Point labeling dataset excerpts:
* * *

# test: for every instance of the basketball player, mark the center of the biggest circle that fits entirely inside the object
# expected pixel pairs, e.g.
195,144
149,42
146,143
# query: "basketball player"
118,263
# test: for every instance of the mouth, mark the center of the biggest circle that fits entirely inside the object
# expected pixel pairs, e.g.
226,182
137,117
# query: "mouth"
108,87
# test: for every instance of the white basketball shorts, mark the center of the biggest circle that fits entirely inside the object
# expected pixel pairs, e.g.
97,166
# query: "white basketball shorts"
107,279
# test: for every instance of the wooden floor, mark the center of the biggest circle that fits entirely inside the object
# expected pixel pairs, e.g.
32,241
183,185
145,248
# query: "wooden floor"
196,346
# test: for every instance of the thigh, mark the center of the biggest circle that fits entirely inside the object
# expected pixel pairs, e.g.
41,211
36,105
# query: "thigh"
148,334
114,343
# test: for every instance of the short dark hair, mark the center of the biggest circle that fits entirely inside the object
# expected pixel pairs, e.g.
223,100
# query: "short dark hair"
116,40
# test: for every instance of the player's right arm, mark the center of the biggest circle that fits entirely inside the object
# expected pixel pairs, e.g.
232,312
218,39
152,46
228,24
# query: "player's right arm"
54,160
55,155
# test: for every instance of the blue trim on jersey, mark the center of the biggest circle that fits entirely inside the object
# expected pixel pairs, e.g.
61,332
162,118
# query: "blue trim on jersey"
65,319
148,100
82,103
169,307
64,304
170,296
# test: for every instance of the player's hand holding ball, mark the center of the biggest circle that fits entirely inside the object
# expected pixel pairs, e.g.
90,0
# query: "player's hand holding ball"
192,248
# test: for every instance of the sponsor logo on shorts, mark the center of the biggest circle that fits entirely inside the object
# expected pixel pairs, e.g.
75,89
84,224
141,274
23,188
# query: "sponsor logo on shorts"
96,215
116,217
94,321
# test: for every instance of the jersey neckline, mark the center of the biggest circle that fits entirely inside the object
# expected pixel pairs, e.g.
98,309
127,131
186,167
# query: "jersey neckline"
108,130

* * *

WHAT IS BEING ASKED -
Restate the whole listing exactly, leaving out nothing.

ANSWER IN FULL -
# test: for every instance of the basketball player, mark the center of the biggest circle that fits entirely inside the object
# expected pixel pairs, e.g.
195,144
149,42
146,143
# query: "basketball player"
118,263
# test: for every instance of the mouth, mark the center of the biggest circle that fits entirely inside the object
# expected pixel pairs, e.g.
226,182
137,117
# query: "mouth"
108,87
# test: for every instance of the white basketball shorts, mark the center of the biggest circle that fits entirely inside the object
# expected pixel pairs, e.g.
97,166
# query: "white basketball shorts"
107,279
# test: for every instance of the wooden floor, mark the center of the biggest circle that fits entirely inside the object
# expected pixel pairs, e.g.
32,241
183,185
145,248
# query: "wooden floor"
196,346
# test: for every instance of the thigh, mark the center of the biggest circle that fits entirely inside the object
# expected pixel pairs, e.g.
41,211
36,105
# query: "thigh"
148,334
114,343
# test: for every instance of the short dark hair, mark the center of the biggest circle that fits entirely inside the object
# expected pixel pairs, e.g.
223,100
# query: "short dark hair"
116,40
# test: for every instance of the player's right arm, mark the center of the biggest circle that fits entirely inside the object
# expected pixel pairs, e.g.
232,312
218,39
152,46
228,24
# query: "player's right arm"
54,160
55,155
# test: for every instance of the blue trim on jersey, mark the center of the biggest circle that fits entirely inside the object
# expected pixel pairs, e.g.
61,332
162,118
# query: "blue trim on jersey"
65,319
148,100
82,103
169,307
64,304
170,296
# test: for every instance of the player's hand holding ball, mark the center of the biggest circle that fits entirely inside the object
# expected pixel pairs, e.g.
90,0
# query: "player's hand holding ball"
192,248
# test: for every instance of the sponsor logo on shorts, mark the center of the biggest circle that fits entirely inside the object
# expected pixel pairs, e.g.
75,89
84,224
141,274
23,188
# query: "sponsor logo on shorts"
96,215
116,217
94,321
# test: for every instance of the jersey neckline, mark the center of the biggest circle that fits entirely inside the object
# expected pixel pairs, e.g.
98,309
127,131
186,167
# query: "jersey neckline"
108,130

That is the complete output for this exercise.